◆ Your goal ◆
Can you format every line of the items below as a Markdown table with the columns n and Line, numbering the rows and leaving out blank lines?

◆ Data lines ◆
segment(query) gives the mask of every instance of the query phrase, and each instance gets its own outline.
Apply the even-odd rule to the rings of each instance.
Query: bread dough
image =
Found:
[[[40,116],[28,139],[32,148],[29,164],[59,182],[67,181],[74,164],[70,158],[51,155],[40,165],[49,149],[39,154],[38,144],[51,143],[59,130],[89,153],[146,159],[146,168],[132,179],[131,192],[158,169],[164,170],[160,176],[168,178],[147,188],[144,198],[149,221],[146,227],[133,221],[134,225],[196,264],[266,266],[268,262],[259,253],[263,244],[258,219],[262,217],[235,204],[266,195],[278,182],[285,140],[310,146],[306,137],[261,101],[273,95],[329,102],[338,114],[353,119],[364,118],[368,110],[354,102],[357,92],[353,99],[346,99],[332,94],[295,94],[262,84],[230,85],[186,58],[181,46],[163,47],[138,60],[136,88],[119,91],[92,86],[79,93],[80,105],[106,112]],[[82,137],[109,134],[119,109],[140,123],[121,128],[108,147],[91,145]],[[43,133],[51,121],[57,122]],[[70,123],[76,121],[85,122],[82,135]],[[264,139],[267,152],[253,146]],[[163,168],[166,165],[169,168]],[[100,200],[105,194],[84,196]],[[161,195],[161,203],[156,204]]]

◆ Solved exercise ◆
| n | Line |
|---|---|
| 1 | segment(query) gives the mask of every instance of the query phrase, and each instance gets its own outline. |
| 2 | Apply the even-odd rule to the rings of each instance. |
| 3 | Query: bread dough |
| 4 | image = |
| 5 | Found: |
| 6 | [[[40,116],[28,139],[32,148],[29,164],[59,182],[67,181],[74,164],[70,158],[51,155],[40,165],[49,149],[39,154],[38,144],[51,143],[59,130],[89,153],[146,159],[146,168],[132,179],[131,192],[158,169],[164,170],[160,176],[168,178],[147,188],[144,198],[149,221],[146,227],[133,221],[134,225],[196,264],[266,266],[268,262],[259,253],[263,244],[258,219],[262,217],[235,204],[266,195],[278,182],[285,140],[310,146],[306,137],[261,101],[273,95],[329,102],[338,114],[353,119],[364,118],[368,110],[354,102],[357,92],[353,99],[346,99],[332,94],[295,94],[262,84],[230,85],[186,58],[181,46],[163,47],[138,60],[136,88],[119,91],[92,86],[79,93],[80,105],[106,112]],[[82,137],[109,134],[119,109],[140,123],[121,128],[108,147],[91,145]],[[43,133],[51,121],[57,122]],[[70,123],[76,121],[85,122],[82,135]],[[264,139],[267,152],[253,146]],[[163,168],[166,165],[169,168]],[[100,200],[105,194],[84,196]],[[161,195],[161,203],[156,204]]] |